▸ Texto dado:
━━━━━━

Como es usual en los conflictos armados, la población civil ha sido la más afectada en un momento en que la crisis sanitaria del COVID-19 refleja una notoria escalada en el Asia y Europa desde el mes de julio anterior, pero cuyas cifras en Afganistán no dejan de ser dudosas debido al colapso de los sistemas. Sus habitantes huyen aterrados de ciudad a ciudad en busca de refugio, mientras la Agencia de la ONU para los Refugiados (ACNUR) ha estimado en más de 270 000 personas afganas desplazadas desde enero pasado, de las cuales un 80% son mujeres y niños. El agravamiento de la debacle migratoria en Europa es inminente.

Las mujeres han sido evidentemente las más marginadas en este proceso. Con la reinstauración del Talibán en el poder y la imposición de su radicalizada e implacable interpretación de la ley islámica, las mujeres corren el inminente riesgo retroceder en el poco pero significativo avance que alcanzaron desde la invasión de la OTAN y de Estados Unidos en 2001. La educación es una de las áreas que reflejó un notable progreso en la última década según datos de Unesco del año 2020, alcanzando una tasa de alfabetización que rodea el 29% en mujeres y 55% en hombres, frente al 15% y 45% respectivamente para el año 2010.

━━━━━━

▸ Consigna de trabajo A: Según el texto sobre la crisis en Afganistán, ¿cuántas personas afganas desplazadas desde enero estimó ACNUR?
▸ Consigna de trabajo B: Enumera todas las tasas de alfabetización que aparecen en el texto sobre la crisis en Afganistán, indicando para cada una el año y el grupo al que corresponde.
▸ Consigna de trabajo C: Retoma el texto sobre la crisis en Afganistán y prolóngalo a partir de su última oración.

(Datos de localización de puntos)

━━━━━━

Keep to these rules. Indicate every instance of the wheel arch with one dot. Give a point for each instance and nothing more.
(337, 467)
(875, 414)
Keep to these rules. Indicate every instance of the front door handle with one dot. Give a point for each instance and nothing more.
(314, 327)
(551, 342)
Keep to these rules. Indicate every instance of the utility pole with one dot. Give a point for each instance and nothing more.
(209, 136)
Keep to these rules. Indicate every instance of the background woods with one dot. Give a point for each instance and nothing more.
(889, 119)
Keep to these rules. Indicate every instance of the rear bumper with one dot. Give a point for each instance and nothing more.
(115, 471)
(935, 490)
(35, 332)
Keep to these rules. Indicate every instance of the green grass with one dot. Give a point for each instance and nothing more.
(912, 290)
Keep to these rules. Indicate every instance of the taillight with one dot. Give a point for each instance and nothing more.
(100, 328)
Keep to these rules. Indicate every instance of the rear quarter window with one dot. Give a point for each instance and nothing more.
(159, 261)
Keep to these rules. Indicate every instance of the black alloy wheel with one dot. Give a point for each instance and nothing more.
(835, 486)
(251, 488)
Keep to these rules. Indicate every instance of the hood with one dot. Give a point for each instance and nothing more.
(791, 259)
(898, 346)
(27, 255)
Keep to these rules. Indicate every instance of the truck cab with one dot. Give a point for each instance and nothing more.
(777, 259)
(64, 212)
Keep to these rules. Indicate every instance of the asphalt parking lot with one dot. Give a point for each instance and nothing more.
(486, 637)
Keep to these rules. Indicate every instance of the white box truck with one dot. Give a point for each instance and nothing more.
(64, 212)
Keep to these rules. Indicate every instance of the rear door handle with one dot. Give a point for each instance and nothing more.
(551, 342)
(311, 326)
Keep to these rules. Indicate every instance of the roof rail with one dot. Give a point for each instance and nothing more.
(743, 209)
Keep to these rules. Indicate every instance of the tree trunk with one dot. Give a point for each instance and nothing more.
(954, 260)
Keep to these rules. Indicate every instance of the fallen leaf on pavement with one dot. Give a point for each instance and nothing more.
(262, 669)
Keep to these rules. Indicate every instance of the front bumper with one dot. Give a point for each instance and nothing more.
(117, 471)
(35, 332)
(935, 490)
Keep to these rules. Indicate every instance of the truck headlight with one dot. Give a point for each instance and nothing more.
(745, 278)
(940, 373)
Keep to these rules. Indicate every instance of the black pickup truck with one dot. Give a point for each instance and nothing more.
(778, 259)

━━━━━━

▸ Respuesta A: Más de 270 000 personas.

▸ Respuesta B:
- 2020, mujeres: alrededor del 29%
- 2020, hombres: 55%
- 2010, mujeres: 15%
- 2010, hombres: 45%

▸ Respuesta C:
Bajo el régimen del fundamentalismo talibán una mujer que sale de su casa sin la compañía de un varón o sin cubrir completamente su rostro con el burka se expone a ser apaleada en público. También les está prohibido trabajar, estudiar, asistir a hospitales, ocupar el asiento de acompañante en un taxi, transportarse en bicicleta, utilizar baños públicos, descubrir sus tobillos o su rostro, practicar cualquier deporte o participar del arte en cualquiera de sus manifestaciones, entre muchas otras privaciones más, todo ello ante la amenaza de castigos y ejecuciones públicas.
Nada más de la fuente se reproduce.